(EXCERPT PROVIDED)
Genomic DNA was extracted by phenol/chloroform as described previously [30]. Briefly, the worm pellet was lysed in 0.5% SDS and 100ug of Proteinase K in 50°C for two hours. DNA was extracted with phenol/chloroform three times and precipitated with 100% ethanol. 20 ug of RNase A was added to the eluted sample to remove RNA contaminants and this was followed by three more rounds of phenol/chloroform extraction and ethanol precipitation. 10 ug of purified genomic DNA was sequenced at the BC Cancer Agency Genome Sciences Centre using Illumina PET HiSeq technology.

Mutation identification procedure

Sequencing reads were aligned to the WS200 C. elegans genome using BWA [36] under default settings. Duplicated reads were filtered with GATK [77]. Further realignment around indels was also done with GATK. The BAM files were analyzed for SNV and small indels using Varscan [78]. The SNVs or indels returned by Varscan were filtered by 1) mutations in the parental strain KR235 mutation, 2) variant ratio (90% > x > 40%), and 3) genomic location (in coding sequences only). Allelic ratio was calculated as the ratio of mutant allele:reference allele. The effect for each CDS from the accumulate effect of the mutations in the genome was analyzed using Coovar [79]. Mutational landscape analysis was done using SNVs exhibiting G > A or C > T transitions as described previously [30]. Each genes in the sDp2 carrying a non-synonymous mutation was considered and ranked according to the severity of the mutation. Mapping information from [19] was used as a guide to find the most likely mutation. The mutations for each strain can be downloaded from http://lethal.mbb.sfu.ca/jschu/essential_genes.

Sequencing of a second allele was done with Sanger sequencing or WGS. PCR primers were designed using Primer3 [80, 81] spaced 250 bp apart with staggered orientation. This allowed sufficient overlap so that each position was covered at least twice. The Sanger reads were aligned to the wildtype transcript sequence using Clustal [82]. The alignments from each Sanger read were merged and analyzed with Bioedit. A mutation was confirmed if it was supported by all the Sanger reads and the sequencing traces show a clear double peak. A prediction was also confirmed when WGS of a second allele has a different mutation in the same gene.

Confirmation by complementation testing

Allelic combinations were established previously by complementation testing as described in [19] with the following exceptions. In a few cases, candidate SNVs were found for mutations, which were previously described as mapping to separate zones, in a single coding region. In these cases complementation testing was done between mutations predicted to be in the candidate coding region and confirmed that they did form a single complementation group as shown in Additional file 3.
(End EXCERPT PROVIDED)
(RECORDS SHOWN)
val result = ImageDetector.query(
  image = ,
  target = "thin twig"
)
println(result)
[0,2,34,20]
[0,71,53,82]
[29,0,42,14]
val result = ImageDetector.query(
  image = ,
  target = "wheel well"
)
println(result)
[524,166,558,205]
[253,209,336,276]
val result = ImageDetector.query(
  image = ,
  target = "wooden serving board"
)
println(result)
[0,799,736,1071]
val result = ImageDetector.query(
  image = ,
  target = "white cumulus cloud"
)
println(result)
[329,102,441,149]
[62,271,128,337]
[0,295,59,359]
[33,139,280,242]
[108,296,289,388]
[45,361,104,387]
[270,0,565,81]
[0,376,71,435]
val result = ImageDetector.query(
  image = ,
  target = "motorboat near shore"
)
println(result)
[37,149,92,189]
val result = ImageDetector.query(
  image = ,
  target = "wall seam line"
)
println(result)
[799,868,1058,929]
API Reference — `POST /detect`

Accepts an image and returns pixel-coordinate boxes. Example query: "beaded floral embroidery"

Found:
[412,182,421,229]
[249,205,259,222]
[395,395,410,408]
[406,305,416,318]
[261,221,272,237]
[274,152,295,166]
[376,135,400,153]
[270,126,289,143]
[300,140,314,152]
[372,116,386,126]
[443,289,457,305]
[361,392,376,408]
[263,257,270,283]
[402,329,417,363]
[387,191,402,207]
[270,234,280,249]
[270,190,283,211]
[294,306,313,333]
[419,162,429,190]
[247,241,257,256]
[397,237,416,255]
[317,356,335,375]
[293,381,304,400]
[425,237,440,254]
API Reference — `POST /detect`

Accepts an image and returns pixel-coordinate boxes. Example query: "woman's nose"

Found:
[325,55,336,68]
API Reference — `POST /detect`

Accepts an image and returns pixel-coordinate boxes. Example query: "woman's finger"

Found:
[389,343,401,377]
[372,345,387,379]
(End RECORDS SHOWN)
* QUESTIONS TO ANSWER
1/ In the methods excerpt, which tool was used to align the Sanger reads to the wildtype transcript sequence?
2/ Print everything in the methods excerpt from "Genomic DNA was extracted" down to "PET HiSeq technology.".
3/ Carry on the methods excerpt on C. elegans mutation identification from where it stops.
The items play no part in this work.

* ANSWERS TO THE TASKS
1/ Clustal was used to align the Sanger reads to the wildtype transcript sequence.

2/
Genomic DNA was extracted by phenol/chloroform as described previously [30]. Briefly, the worm pellet was lysed in 0.5% SDS and 100ug of Proteinase K in 50°C for two hours. DNA was extracted with phenol/chloroform three times and precipitated with 100% ethanol. 20 ug of RNase A was added to the eluted sample to remove RNA contaminants and this was followed by three more rounds of phenol/chloroform extraction and ethanol precipitation. 10 ug of purified genomic DNA was sequenced at the BC Cancer Agency Genome Sciences Centre using Illumina PET HiSeq technology.

3/
Strains carrying a lethal mutation were selected for complementation testing with other lethal-carrying strains based on the identification of candidate mutations in the same gene. In order to determine allelism, let-x dpy-5 unc-13/let-x dpy-5 unc-13; sDp2 hermaphrodites were mated to wild-type males. F1 males (let-x dpy-5 unc-13/ + + +) were crossed to hermaphrodites carrying a second lethal (let-y dpy-5 unc-13/let-y dpy-5 unc-13; sDp2). The diagnostic phenotype indicating complementation in the progeny of the cross was Dpy Unc males and fertile hermaphrodites (let-x dpy-5 unc-13/let-y dpy-5 unc-13). A minimum of ten wild-type males on one plate was considered sufficient to conclude that the absence of Dpy Unc animals was not due to poor mating.

Gene ontology analysis

Orthologs were predicted by a set of programs consisting of Inparanoid [83], OrthoMCL [84], and Ensembl-Compara [85] with methods as previously described [57]. The protein sets used were: C. elegans (WS230), S. cerevisiae (64-1-1), D. melanogaster (r5.46), and H. sapiens (GRCh37.66). GO annotation was done using Blast2GO [86]. GO profile comparison was done using all the genes under sDp2 and all the essential genes as identified by RNAi collected from WormBase WS230.

RNA-seq expression analysis

Normalized RNA-seq data were downloaded from the modEncode website (http://www.modencode.org). The average normalized read count for each CDS was calculated as the total normalized read count of all coding base-pairs divided by the length of CDS. The expression profile clustering was done using agnes clustering in R.